**Aufgabenstellung**: Womit begründet die befragte Person im Seitenauszug die Spaltung, die sie in Widdersdorf sieht? Antworte in ein bis drei Sätzen.

**Seitenauszug**:
================================

Ein einziges Treffen brachte schon Klarheit. Vielleicht wäre das auch ein guter Ansatz für die Kommunikation für alle Vereine und Gruppen? Ein Zugang für alle?
Zurück zur Berichterstattung und seiner Aussage. Siehst Du eine Spaltung zwischen Neu und Alt?
Überhaupt nicht. Als ich hergezogen bin, habe ich natürlich meine Nachbarn näher kennengelernt, und das war es auch schon. Aber mir reichte das an Kontakt. Ich sehe eher eine Spaltung, die durch die immer dagewesene Hauptstraße rein geographisch begründet ist. Dadurch kann künstlich so etwas wie „linksrheinisch“ und „rechtsrheinisch“ entstehen. Es gibt ein Infrastruktur-Problem, denn Widdersdorf ist immer noch schlecht an den öffentlichen Nahverkehr angebunden und es gibt nur eine kleine Kneipe, keine Möglichkeit für „bürgernahe Veranstaltungen“. Eine Zeitlang gab es ja den Amand-Pavillon, da ließ sich was machen. Möglicherweise gab und gibt es ja andere Räumlichkeiten dafür, aber ich kenne sie nicht. – DA wäre Bedarf, und der ist nicht neu. Seit ich hier wohne, existiert diese Herausforderung.
Lass mich zusammenfassen: Man ist teilweise für sich, weil es, u.a. verkehrstechnisch, an Strukturen fehlt, aber ein Gegeneinandersein verspürst Du mitnichten. Welche Strukturen möchtest Du dennoch einbringen?

================================

**Bereitgestellte Daten**:

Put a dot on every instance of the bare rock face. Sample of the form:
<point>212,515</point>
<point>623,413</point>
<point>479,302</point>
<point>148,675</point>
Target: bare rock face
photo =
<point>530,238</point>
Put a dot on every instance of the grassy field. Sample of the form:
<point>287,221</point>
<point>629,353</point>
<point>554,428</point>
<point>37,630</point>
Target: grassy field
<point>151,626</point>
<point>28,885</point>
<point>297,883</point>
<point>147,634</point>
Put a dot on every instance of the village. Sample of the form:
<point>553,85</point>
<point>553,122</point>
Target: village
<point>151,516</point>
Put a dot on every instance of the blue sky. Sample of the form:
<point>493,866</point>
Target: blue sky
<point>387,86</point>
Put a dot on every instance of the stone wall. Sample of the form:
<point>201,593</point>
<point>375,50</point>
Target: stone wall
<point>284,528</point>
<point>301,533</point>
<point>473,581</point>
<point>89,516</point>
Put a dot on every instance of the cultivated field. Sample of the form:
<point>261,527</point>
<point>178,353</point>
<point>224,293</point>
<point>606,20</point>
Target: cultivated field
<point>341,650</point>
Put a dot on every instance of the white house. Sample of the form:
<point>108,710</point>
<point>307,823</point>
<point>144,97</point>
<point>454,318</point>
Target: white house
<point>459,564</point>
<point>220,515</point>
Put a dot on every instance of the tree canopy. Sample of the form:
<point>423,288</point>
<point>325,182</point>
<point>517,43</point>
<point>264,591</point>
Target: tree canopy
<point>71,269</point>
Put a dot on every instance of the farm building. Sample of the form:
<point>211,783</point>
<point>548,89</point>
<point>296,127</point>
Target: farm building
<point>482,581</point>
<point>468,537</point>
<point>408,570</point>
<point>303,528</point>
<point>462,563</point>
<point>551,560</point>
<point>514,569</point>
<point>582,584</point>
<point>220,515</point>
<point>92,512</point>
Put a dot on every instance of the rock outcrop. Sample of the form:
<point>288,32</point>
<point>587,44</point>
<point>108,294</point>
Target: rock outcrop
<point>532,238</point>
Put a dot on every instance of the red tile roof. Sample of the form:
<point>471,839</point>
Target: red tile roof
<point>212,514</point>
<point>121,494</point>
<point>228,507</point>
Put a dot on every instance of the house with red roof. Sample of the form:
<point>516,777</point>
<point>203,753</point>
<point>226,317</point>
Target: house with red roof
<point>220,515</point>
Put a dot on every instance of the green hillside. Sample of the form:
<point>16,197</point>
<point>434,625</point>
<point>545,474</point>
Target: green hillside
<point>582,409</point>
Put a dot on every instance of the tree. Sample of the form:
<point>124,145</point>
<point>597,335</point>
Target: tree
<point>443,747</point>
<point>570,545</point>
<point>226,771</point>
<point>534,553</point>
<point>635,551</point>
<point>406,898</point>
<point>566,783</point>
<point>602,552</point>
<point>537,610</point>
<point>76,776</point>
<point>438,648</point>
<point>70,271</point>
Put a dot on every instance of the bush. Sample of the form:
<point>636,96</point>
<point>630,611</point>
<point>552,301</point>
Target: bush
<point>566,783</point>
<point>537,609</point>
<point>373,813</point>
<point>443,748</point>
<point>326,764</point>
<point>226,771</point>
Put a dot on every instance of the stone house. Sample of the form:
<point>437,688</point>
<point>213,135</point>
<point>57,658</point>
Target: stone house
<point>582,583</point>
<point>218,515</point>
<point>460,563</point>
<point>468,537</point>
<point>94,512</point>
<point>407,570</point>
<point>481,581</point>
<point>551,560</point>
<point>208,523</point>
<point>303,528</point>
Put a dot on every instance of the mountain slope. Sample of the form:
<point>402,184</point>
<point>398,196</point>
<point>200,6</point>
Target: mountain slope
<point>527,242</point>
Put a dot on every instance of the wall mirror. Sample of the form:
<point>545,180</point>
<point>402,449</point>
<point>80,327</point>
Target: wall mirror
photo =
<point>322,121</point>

================================

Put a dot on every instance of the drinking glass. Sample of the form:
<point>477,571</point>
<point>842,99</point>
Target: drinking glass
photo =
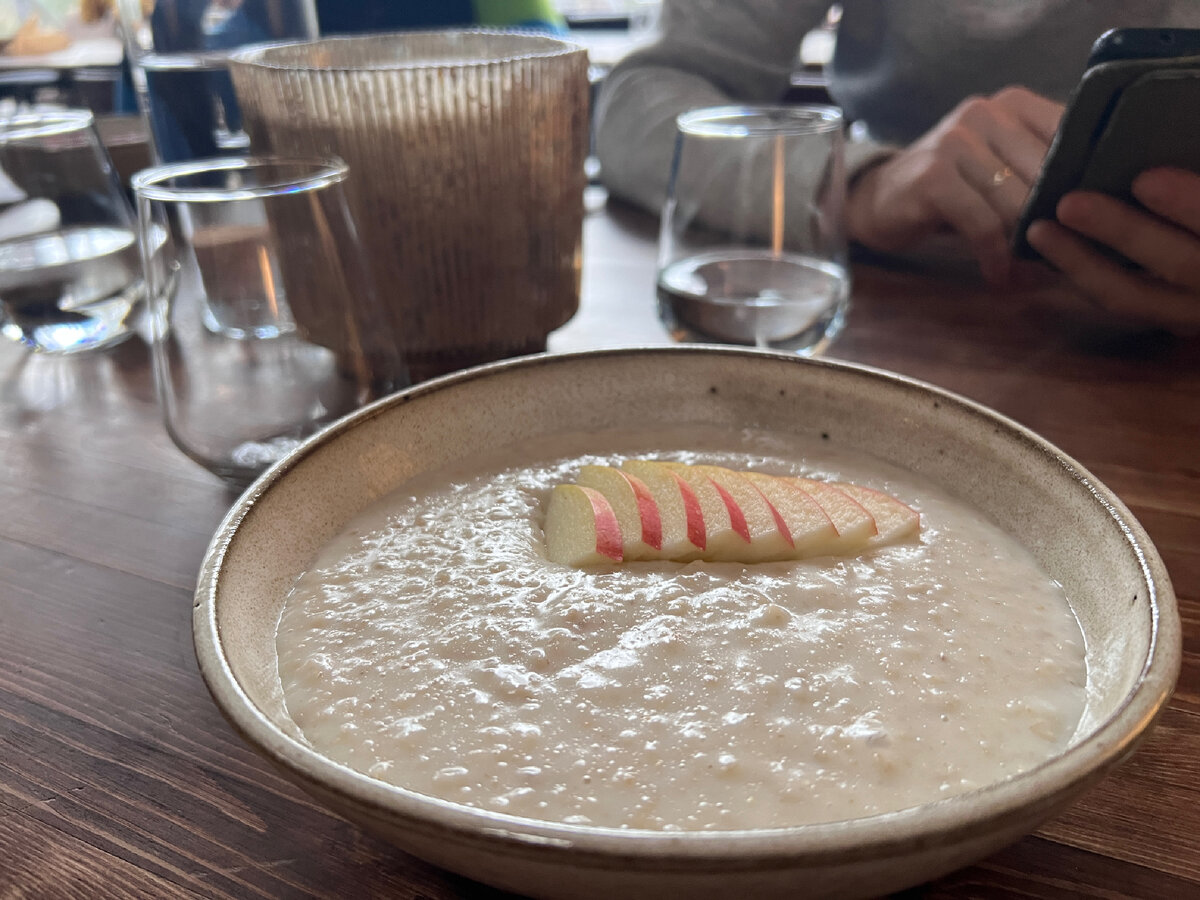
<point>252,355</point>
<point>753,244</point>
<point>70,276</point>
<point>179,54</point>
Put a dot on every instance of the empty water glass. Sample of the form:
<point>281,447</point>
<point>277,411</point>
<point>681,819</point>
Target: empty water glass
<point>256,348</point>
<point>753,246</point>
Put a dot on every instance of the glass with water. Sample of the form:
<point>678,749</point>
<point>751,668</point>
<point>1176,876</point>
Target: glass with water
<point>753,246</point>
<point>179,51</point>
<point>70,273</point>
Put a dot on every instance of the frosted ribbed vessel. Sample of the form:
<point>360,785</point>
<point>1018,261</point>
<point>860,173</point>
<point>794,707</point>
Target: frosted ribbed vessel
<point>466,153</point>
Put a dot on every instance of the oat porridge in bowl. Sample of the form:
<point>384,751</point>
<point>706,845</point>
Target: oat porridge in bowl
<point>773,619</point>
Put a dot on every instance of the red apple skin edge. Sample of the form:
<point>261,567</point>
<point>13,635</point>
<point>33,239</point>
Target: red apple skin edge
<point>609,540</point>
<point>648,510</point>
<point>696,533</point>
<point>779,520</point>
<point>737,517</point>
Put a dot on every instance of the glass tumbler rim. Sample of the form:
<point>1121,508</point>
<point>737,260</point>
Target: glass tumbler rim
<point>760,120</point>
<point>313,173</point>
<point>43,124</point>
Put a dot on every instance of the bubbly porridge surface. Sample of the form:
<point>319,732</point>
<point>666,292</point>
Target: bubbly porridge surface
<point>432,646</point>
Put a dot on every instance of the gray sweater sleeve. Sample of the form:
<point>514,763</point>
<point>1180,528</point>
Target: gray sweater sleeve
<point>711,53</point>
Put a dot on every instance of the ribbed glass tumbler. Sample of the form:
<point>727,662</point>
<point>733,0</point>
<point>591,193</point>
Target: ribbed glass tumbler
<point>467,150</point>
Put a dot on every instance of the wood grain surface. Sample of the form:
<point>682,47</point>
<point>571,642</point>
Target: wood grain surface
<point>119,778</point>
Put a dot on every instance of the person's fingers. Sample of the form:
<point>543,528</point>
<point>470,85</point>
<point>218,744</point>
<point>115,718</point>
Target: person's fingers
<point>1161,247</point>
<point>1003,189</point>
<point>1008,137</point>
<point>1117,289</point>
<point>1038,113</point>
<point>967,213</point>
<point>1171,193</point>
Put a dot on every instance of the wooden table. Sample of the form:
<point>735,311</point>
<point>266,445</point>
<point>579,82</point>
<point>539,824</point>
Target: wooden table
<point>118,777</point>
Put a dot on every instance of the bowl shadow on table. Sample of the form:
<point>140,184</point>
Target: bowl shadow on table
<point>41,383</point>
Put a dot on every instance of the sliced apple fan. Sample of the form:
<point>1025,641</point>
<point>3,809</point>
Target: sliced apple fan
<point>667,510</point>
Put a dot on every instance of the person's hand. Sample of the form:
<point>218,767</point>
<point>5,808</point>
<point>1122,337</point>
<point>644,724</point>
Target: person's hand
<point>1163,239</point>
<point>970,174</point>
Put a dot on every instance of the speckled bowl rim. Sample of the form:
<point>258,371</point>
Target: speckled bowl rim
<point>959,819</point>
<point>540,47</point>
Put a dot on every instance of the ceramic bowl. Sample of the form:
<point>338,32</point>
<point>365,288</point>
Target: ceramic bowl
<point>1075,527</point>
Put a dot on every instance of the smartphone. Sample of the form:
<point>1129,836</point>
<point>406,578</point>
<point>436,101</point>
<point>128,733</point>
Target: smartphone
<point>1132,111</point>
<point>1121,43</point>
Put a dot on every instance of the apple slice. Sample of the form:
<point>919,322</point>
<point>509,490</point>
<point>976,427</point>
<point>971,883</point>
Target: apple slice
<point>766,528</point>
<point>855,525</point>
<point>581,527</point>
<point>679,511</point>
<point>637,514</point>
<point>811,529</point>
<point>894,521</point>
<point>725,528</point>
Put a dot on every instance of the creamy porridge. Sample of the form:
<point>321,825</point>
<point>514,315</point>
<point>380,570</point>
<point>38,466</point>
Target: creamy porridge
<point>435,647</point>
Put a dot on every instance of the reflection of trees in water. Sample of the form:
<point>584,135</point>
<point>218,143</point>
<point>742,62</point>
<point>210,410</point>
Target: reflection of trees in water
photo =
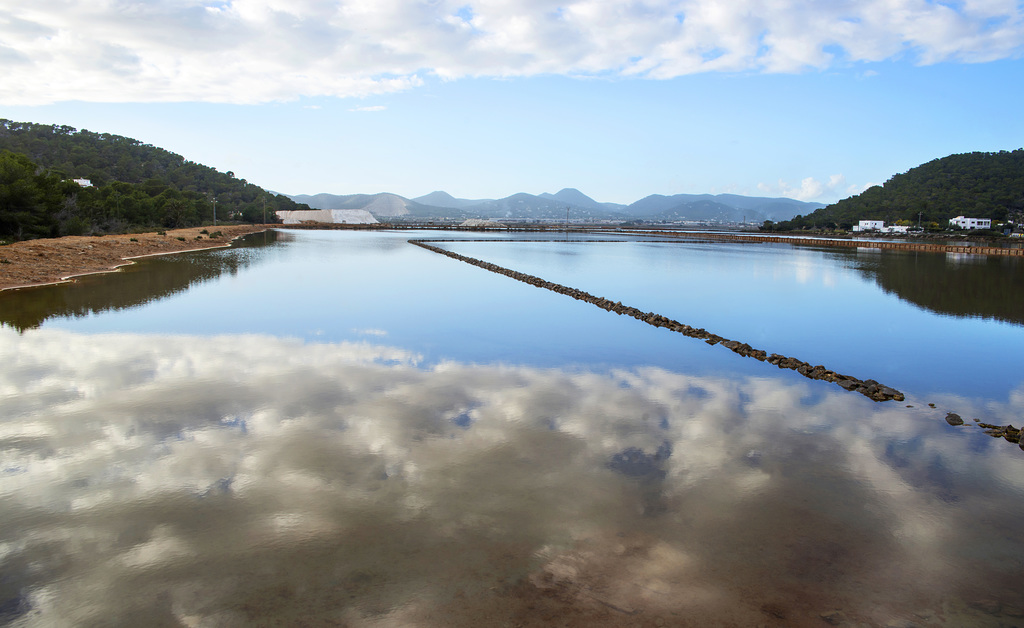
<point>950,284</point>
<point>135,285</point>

================================

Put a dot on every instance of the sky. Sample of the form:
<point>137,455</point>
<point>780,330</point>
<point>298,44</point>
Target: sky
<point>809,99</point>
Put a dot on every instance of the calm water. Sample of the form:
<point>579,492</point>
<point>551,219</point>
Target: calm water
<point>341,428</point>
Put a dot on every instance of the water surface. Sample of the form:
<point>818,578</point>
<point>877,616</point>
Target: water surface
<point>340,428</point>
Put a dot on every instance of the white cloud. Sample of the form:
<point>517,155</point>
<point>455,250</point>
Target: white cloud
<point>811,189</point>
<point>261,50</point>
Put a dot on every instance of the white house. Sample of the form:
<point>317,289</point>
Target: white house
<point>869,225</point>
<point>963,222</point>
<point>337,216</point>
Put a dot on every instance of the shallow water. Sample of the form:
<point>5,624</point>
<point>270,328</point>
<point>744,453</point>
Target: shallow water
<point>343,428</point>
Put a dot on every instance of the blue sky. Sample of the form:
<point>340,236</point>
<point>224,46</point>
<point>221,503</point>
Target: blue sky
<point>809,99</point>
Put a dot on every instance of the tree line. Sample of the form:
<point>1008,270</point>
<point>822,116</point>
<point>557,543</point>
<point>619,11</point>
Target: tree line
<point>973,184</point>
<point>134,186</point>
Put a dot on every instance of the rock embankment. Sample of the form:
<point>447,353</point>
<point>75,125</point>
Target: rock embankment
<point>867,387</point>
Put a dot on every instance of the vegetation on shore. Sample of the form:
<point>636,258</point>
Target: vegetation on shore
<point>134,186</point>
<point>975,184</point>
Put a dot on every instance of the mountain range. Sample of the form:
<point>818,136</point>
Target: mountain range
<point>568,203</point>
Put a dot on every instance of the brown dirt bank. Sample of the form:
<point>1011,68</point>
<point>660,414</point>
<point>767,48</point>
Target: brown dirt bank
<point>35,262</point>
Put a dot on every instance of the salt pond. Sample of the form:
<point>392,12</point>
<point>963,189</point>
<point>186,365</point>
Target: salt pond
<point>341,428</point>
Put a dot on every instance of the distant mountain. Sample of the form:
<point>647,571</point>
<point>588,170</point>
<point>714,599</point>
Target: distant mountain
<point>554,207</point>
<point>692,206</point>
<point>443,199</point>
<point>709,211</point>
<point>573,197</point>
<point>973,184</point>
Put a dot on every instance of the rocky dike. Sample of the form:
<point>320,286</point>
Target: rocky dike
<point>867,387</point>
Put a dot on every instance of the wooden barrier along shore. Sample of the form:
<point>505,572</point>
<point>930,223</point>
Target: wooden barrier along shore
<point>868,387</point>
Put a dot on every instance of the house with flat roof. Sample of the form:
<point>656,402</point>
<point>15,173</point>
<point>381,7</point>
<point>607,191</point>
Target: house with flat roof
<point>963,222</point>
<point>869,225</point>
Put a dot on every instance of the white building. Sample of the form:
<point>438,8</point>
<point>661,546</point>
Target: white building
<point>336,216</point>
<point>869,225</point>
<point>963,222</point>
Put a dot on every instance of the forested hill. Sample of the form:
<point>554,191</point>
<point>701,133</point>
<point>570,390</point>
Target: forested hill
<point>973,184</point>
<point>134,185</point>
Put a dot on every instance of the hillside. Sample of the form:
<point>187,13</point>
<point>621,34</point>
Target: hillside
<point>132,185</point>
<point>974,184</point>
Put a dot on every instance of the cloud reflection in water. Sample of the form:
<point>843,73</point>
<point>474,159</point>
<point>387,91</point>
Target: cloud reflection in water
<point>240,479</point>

================================

**Ausgearbeitete Lösung**: Eine Spaltung zwischen Neu und Alt sieht die befragte Person nicht. Sie sieht vielmehr eine rein geografische Trennung durch die schon immer vorhandene Hauptstraße. Dadurch kann künstlich so etwas wie „linksrheinisch“ und „rechtsrheinisch“ entstehen.